● Tasks for this exercise
(A) According to the income inequality passage, what two camps did people who disputed the 99-percent-versus-1-percent framing generally fall into?
(B) Please write the next part of the income inequality passage, starting right after its final sentence.

● Text block
···
Tuesday, May 29, 2018

Is There Any Point In Talking About What You Don't Have?


slate |  One of the nice things about Occupy Wall Street was that it provided a tidy shorthand to describe the problem of income inequality at a moment when the world didn’t really have one. Today, it’s a cliche: the 99 percent vs. the 1 percent. But at the time, that brief phrase awakened many people to the idea that America’s riches were distributed more unevenly than they thought, and that an increasingly outrageous share was being concentrated at the very top. The winners in this story were corporate executives, business owners, and highly paid professionals—especially bankers. The losers were just about everybody else. Like all shorthand, this tale was a bit oversimplified. But in the wake of a financial crisis brought on by the greed and recklessness of those 1 percenters, it felt apt. 

Back then, the people who took issue with framing America’s economy as a tug of war between the ultrarich and the rest of us generally fell into two camps. They were either inequality skeptics, who insisted unconvincingly that research showing the rise of the 1 percent was flawed, or inequality apologists, who argued that letting some people get exorbitantly wealthy was good for the economy, since it rewarded hustle and entrepreneurship (basically, Paul Ryan during his peak makers-vs.-takers period).
···
● Records shown
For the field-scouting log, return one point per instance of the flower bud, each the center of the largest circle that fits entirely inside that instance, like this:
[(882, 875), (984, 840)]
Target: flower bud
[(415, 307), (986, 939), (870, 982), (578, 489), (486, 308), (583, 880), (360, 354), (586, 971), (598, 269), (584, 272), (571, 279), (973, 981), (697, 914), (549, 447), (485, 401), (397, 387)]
···
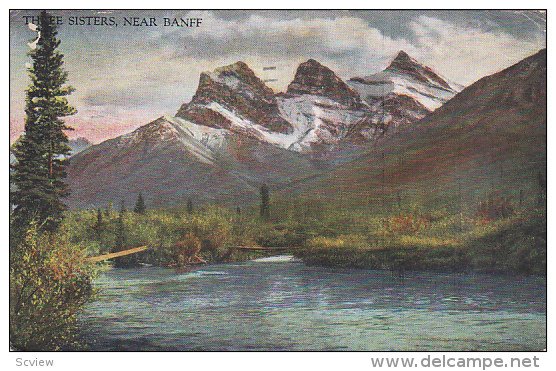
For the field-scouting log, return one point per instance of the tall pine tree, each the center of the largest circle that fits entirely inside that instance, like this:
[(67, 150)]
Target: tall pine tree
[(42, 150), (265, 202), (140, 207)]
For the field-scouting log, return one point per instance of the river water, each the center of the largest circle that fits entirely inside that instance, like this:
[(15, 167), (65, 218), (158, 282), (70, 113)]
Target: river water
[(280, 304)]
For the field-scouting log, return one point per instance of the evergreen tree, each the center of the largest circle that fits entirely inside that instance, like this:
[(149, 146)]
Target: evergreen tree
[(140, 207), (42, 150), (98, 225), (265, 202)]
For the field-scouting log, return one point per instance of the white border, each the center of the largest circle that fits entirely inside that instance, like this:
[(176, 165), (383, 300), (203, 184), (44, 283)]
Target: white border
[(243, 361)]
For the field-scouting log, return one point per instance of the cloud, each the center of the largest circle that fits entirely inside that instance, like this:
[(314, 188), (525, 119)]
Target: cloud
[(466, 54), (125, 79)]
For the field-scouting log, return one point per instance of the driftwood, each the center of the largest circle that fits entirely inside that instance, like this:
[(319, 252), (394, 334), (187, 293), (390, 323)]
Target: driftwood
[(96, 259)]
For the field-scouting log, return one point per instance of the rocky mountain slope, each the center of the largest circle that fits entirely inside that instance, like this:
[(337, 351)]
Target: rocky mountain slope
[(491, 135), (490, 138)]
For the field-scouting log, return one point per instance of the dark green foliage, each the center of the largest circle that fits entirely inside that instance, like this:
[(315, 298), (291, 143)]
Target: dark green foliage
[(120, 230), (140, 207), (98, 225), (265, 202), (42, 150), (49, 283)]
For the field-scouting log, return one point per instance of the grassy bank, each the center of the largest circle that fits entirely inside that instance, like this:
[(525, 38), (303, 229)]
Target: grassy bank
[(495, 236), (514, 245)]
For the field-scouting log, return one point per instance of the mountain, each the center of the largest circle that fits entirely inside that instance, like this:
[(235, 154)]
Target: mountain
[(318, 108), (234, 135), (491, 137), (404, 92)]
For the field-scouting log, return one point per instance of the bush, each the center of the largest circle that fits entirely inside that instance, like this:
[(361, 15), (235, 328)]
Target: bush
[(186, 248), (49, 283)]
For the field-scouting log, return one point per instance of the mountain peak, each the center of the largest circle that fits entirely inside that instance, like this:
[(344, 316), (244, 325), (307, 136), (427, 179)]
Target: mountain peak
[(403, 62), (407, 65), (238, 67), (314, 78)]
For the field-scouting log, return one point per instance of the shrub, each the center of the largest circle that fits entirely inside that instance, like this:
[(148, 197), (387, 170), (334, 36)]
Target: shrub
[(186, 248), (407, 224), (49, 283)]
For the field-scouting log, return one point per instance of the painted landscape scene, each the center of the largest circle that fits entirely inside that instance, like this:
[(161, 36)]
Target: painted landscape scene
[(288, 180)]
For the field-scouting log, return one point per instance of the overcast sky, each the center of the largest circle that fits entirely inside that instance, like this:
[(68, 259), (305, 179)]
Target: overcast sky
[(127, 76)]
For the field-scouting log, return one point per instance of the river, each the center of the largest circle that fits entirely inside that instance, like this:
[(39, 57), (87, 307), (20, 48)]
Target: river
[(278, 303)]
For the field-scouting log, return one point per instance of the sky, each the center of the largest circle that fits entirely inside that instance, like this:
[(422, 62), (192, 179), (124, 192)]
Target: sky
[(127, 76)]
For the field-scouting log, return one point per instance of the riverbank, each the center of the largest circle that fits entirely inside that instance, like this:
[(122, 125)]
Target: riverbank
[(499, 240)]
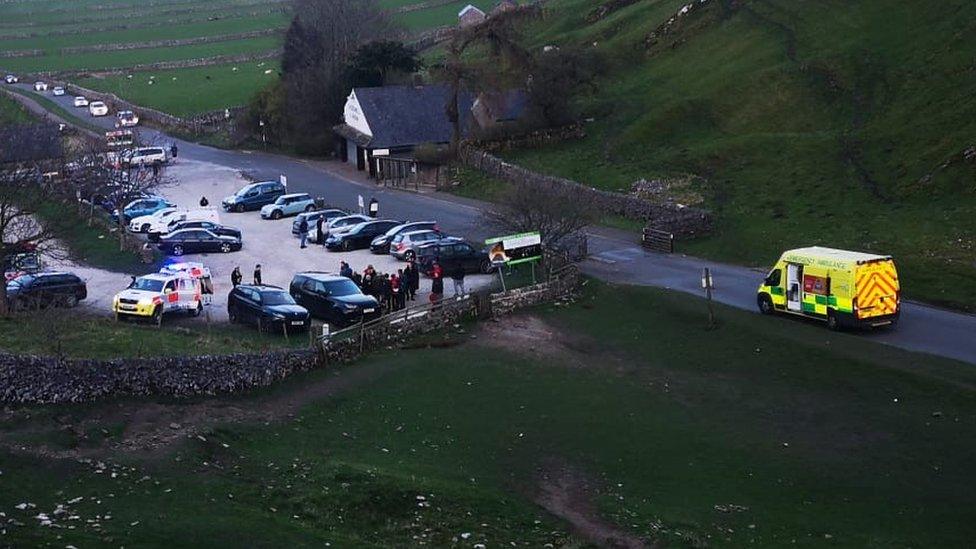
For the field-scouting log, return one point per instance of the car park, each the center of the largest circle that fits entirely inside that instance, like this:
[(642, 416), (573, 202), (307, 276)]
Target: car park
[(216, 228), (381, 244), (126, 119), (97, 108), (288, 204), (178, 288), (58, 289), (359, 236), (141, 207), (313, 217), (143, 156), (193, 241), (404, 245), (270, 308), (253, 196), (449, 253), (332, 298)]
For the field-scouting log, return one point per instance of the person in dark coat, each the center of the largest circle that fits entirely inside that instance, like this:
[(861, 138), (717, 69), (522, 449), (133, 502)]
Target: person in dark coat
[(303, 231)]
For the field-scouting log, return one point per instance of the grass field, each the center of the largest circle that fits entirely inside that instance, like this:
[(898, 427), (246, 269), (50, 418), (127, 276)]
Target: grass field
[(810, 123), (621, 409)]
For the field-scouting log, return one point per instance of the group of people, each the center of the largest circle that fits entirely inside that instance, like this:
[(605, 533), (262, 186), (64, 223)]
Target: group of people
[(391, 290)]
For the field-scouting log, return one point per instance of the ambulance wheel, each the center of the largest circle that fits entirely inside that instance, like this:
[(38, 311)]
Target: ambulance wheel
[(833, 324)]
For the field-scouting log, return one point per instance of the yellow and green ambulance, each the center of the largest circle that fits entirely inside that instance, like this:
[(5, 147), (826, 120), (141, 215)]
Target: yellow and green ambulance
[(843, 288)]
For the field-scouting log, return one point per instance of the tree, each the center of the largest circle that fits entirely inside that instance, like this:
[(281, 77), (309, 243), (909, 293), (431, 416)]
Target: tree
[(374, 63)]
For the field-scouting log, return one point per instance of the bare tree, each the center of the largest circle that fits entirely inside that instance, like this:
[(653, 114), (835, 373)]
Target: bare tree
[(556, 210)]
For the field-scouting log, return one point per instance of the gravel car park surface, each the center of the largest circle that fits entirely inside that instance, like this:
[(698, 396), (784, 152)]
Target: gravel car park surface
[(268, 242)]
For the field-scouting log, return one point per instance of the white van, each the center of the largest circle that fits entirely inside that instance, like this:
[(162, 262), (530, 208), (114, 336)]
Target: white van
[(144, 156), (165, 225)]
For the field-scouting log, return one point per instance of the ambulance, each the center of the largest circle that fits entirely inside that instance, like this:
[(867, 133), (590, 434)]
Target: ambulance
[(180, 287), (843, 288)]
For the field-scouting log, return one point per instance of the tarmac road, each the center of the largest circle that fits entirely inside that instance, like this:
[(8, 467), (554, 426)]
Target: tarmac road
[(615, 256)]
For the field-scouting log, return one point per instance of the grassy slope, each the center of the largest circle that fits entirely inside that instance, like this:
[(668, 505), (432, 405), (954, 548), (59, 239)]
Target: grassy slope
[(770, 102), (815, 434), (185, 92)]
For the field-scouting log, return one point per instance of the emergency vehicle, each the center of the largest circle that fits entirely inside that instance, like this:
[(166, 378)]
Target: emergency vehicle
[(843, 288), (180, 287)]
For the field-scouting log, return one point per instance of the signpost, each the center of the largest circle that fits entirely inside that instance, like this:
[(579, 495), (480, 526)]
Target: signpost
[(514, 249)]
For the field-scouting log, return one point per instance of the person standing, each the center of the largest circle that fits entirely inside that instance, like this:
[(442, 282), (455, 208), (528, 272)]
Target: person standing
···
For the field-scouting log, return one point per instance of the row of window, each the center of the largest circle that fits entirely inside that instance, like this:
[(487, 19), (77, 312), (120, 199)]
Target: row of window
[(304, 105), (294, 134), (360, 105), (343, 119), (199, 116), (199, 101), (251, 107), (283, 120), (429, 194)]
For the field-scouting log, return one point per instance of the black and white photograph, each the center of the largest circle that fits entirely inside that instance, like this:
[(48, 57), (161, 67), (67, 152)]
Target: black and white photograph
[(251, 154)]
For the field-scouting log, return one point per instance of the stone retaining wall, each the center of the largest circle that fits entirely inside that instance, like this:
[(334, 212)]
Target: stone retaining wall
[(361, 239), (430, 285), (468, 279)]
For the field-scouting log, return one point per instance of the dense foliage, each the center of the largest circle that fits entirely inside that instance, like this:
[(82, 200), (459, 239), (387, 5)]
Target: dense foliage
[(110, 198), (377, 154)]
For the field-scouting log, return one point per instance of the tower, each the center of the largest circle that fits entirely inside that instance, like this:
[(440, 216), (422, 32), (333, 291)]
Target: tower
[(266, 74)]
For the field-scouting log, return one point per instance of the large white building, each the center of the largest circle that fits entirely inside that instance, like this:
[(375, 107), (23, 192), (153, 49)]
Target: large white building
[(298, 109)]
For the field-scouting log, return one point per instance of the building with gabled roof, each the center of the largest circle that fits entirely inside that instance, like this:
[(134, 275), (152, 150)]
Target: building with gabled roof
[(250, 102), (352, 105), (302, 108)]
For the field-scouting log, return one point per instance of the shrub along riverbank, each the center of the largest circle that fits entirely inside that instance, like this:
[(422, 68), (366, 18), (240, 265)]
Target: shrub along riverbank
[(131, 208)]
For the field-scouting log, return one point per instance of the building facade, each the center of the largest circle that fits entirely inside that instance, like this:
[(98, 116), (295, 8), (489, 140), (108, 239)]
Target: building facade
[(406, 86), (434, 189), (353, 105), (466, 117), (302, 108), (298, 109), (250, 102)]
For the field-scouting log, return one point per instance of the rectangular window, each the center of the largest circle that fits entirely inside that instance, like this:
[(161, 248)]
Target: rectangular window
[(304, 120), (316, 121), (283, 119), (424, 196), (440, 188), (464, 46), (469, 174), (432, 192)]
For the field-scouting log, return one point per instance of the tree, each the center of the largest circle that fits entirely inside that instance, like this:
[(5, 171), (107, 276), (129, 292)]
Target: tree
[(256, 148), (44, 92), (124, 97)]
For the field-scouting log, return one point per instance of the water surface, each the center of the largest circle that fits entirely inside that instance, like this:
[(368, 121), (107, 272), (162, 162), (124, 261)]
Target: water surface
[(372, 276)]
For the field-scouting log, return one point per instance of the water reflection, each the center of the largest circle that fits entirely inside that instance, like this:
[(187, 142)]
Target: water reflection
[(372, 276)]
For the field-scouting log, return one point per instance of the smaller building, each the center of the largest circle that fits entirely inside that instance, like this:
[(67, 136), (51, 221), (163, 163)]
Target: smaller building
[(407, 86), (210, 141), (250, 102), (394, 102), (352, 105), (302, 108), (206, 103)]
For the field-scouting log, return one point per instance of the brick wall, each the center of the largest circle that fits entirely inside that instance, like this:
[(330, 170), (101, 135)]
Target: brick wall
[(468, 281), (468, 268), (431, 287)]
···
● The replies
(A) Inequality skeptics and inequality apologists.

(B)
Lately, though, a few writers have tried to play down the idea of the 1 percent for a different reason: They say it’s making us miss the real story of class and inequality in America. Last year, a Brookings Institution scholar named Richard Reeves published a book titled Dream Hoarders, in which he argues that America’s upper-middle class is rigging the economy in its own favor. Our national focus on the very rich, he suggests, is blinding us to the reality of how well-off soccer moms and dads in places like Arlington, Virginia, are killing the American dream for everyone but their own kids. “Too often, the rhetoric of inequality points to a ‘top 1 percent’ problem, as if the ‘bottom’ 99 percent is in a similarly dire situation,” he writes. “This obsession with the upper class allows the upper middle class to convince ourselves we are in the same boat as the rest of America; but it is not true.”\

Reeves’ book received a brief burst of national attention after David Brooks used it as a launching point for a weird and widely pilloried New York Times column, in which he recounted a story about seeing his friend get flustered by the selection of Italian cold cuts at a sandwich shop. (He assumed this was because she only had a high school education, since you apparently need a philosophy degree to be familiar with soppressata.) But this week, the Atlantic published a long feature more or less rehashing most of Dream Hoarders’ arguments. In “The 9.9 Percent Is the New American Aristocracy,” writer Matthew Stewart argues that aside from a small sliver of true plutocrats who can actually afford to buy an election or two, the top 10 percent of wealthiest Americans are all essentially part of the same highly educated and privileged group—the “meritocratic class”—which has “mastered the old trick of consolidating wealth and passing privilege along at the expense of other people’s children.”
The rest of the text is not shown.